=== Extracted records ===

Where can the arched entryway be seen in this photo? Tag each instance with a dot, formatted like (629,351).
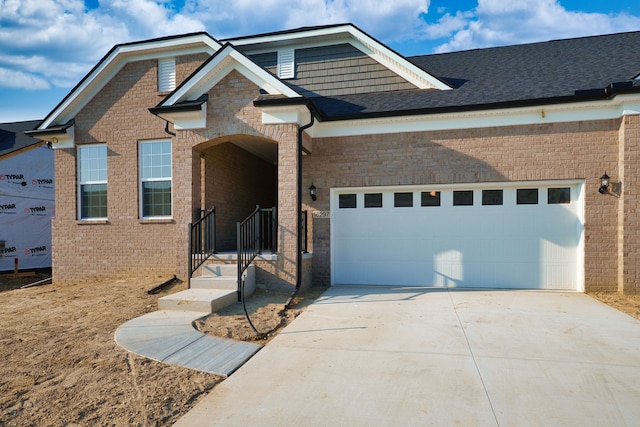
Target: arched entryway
(236,173)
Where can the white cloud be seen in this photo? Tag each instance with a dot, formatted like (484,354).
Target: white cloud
(503,22)
(17,79)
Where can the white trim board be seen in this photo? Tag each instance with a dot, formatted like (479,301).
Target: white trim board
(561,113)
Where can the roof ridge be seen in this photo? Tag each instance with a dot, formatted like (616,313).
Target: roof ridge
(527,44)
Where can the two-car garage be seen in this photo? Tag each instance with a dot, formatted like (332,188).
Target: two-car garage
(526,235)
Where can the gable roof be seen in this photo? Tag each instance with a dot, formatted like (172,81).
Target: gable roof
(337,34)
(13,138)
(117,58)
(560,71)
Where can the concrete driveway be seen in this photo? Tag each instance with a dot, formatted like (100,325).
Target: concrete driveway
(381,356)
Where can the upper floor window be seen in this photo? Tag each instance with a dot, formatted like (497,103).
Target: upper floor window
(155,179)
(166,74)
(286,63)
(92,181)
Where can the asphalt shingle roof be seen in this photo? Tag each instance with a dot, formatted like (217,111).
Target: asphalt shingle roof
(538,73)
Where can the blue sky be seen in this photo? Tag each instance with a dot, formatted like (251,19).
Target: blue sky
(47,46)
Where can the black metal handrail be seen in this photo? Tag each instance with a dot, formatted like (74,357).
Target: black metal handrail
(202,240)
(305,231)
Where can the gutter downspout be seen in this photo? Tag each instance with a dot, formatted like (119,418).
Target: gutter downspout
(166,128)
(299,203)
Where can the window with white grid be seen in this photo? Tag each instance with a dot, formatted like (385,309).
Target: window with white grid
(92,181)
(155,179)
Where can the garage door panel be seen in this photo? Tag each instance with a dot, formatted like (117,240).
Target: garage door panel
(502,246)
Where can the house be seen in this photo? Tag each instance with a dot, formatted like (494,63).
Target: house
(508,167)
(26,198)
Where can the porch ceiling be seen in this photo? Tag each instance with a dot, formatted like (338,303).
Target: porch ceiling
(267,151)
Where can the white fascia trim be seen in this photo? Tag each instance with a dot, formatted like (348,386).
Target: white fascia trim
(349,34)
(221,66)
(467,186)
(187,119)
(111,65)
(298,114)
(579,111)
(64,139)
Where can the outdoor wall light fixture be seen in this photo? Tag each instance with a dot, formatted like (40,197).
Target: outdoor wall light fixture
(604,183)
(312,192)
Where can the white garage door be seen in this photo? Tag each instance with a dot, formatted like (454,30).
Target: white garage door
(523,235)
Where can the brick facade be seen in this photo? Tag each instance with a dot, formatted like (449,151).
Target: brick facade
(209,170)
(578,150)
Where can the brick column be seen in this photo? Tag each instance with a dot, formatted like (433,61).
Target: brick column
(287,204)
(629,206)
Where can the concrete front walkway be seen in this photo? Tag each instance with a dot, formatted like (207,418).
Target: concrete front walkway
(169,337)
(378,356)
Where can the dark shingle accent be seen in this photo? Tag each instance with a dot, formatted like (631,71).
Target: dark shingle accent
(558,71)
(13,138)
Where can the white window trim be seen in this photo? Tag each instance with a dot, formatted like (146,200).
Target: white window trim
(141,181)
(166,74)
(81,183)
(286,63)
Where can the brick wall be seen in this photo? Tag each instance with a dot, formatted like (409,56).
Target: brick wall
(629,212)
(580,150)
(124,245)
(231,115)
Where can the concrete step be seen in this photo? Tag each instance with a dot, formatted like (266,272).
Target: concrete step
(220,270)
(214,282)
(198,300)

===

• Task brief
Format the entire listing above as a numbered list, one line per item, skipping blank lines. Leave out the picture.

• Result
1. Where can the arched entryway be seen in this photo? Tag each instance with a dot, formatted like (629,351).
2. Target: arched entryway
3. (236,173)
4. Where can the white cloud be seen in this photo? Tag each instance with a dot, formatted like (484,354).
5. Target: white cloud
6. (503,22)
7. (17,79)
8. Where can the white trim board be seen in this photo? Tag each instance with a dot, formatted like (479,301).
9. Target: white trim board
10. (561,113)
11. Where can the roof ridge be seen in this photo? Tag each instance with a dot, formatted like (616,313).
12. Target: roof ridge
13. (527,44)
14. Where can the two-car garage be seen in this photo? Tag each instance with a dot, formatted like (332,188).
15. Target: two-car garage
16. (526,235)
17. Where can the gable roof be seen in this photo? Tag each instance with a dot, formatted like (172,81).
18. Target: gable roof
19. (337,34)
20. (13,138)
21. (117,58)
22. (560,71)
23. Where can the concrete driveway be seen in this photo? Tag each instance with a dot, formatted like (100,325).
24. Target: concrete driveway
25. (381,356)
26. Where can the upper floor window be seen in this photo? Tag each instance with a dot, formatted like (497,103).
27. Target: upper floor window
28. (155,179)
29. (166,74)
30. (286,63)
31. (92,181)
32. Where can the asphalt shingle roof be seen in this photo? Tag each instance with a dot, formatted like (217,111).
33. Target: asphalt shingle roof
34. (538,73)
35. Where can the blue sky be seen in this photo? Tag each instance with a dot, formatted like (251,19).
36. Target: blue sky
37. (47,46)
38. Where can the black metal handrail be seen in this photo? Tag each instance with a dot, formatted like (74,357).
39. Target: black metal handrail
40. (202,240)
41. (305,231)
42. Where can the gutter downspout be seen in this photo? Tag each instance with a dot, formatted like (119,418).
43. Target: gutter downspout
44. (166,128)
45. (299,203)
46. Where can the window with white grid be seen in this photo? Tag each instance with a dot, formatted like (385,309).
47. Target: window with white grid
48. (92,181)
49. (155,179)
50. Where can the garage door panel be seen in this photo? Tag each instance with a dot, formatted like (117,240).
51. Target: garage door panel
52. (502,246)
53. Where can the house be seen in this photo? Tag each instance with a dot, formatted like (494,63).
54. Target: house
55. (508,167)
56. (26,198)
57. Where can the porch ceiling be seen in this photo? Tag each instance with a dot, formatted like (338,303).
58. Target: porch ceiling
59. (267,151)
60. Where can the white fascia trim be seen in this photo? Tag each instance with a dot, formatted like (348,386).
61. Target: white fascia trim
62. (349,34)
63. (221,66)
64. (467,186)
65. (187,119)
66. (111,65)
67. (298,114)
68. (579,111)
69. (64,139)
70. Where can the outdoor wall light fixture be seen in this photo? Tag each instance with a dot, formatted like (40,197).
71. Target: outdoor wall light fixture
72. (604,183)
73. (312,192)
74. Where can the white garage door be seen in this photo? Tag each instance with a dot, formatted like (454,30).
75. Target: white garage door
76. (523,235)
77. Where can the brick facade be seen in this photo? Tag each instance with a dot, formatted like (449,151).
78. Target: brick facade
79. (209,170)
80. (578,150)
81. Where can the brick column be seen in this photo? Tag each instance with a dot, formatted like (433,61).
82. Target: brick column
83. (287,204)
84. (629,206)
85. Where can the concrete front walkway be seen in this photo? Tag each instance with a dot, formatted like (207,418).
86. Target: concrete front walkway
87. (169,337)
88. (378,356)
89. Where can the dark shingle accent be seen in this photo? Tag each instance with a dot, formatted like (631,71).
90. Target: dark shingle accent
91. (558,71)
92. (13,138)
93. Where can the white window trim be seen in this photo? Tag each instance with a dot, formatted like (146,200).
94. Target: white window trim
95. (141,181)
96. (166,74)
97. (81,183)
98. (286,63)
99. Where can the brick wall be seen in this photo? Tag each instance with a dot, formatted like (409,56).
100. Target: brick wall
101. (629,212)
102. (580,150)
103. (124,245)
104. (231,115)
105. Where can the concrete step be seen in this photo? Tag each instance with a dot, formatted like (266,272).
106. Target: concrete step
107. (220,270)
108. (214,282)
109. (198,300)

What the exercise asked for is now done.